Set problem: Format the lines of the material below as a numbered list, starting at the line containing "of the out-of-focus" and ending at the line containing "Target: out-of-focus wall". Leave out any blank lines.

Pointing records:

----

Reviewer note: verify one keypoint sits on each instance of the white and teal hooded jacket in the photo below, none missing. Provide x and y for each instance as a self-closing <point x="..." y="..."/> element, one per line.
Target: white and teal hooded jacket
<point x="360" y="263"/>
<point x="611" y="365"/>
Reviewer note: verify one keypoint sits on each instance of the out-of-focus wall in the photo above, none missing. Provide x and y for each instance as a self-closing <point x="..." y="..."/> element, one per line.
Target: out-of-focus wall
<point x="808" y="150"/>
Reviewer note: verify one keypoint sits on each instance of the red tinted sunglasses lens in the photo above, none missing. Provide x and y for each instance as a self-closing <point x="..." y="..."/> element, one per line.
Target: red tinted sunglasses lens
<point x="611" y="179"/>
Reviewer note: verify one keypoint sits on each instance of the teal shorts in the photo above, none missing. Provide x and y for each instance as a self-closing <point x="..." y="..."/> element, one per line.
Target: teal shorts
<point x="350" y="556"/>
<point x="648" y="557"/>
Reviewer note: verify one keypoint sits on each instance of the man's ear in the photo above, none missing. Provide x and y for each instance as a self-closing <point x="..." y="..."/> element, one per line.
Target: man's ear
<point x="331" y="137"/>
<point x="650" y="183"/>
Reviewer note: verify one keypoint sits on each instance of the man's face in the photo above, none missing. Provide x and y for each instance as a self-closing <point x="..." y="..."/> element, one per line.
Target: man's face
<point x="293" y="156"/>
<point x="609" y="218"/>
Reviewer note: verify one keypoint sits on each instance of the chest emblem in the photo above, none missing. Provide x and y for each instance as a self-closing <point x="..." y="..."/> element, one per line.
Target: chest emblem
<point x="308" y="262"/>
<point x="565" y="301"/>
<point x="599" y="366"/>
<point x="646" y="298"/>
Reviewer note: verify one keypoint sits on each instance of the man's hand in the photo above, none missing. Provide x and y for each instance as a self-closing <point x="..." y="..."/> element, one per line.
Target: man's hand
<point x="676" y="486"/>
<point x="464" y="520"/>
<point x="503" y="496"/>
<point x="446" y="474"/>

----

Task output:
1. Reviewer note: verify one keypoint sits on each instance of the out-of-focus wall in the photo above, none missing. Provide x and y for each instance as a self-closing <point x="..." y="..."/> element, one per line.
2. Target: out-of-focus wall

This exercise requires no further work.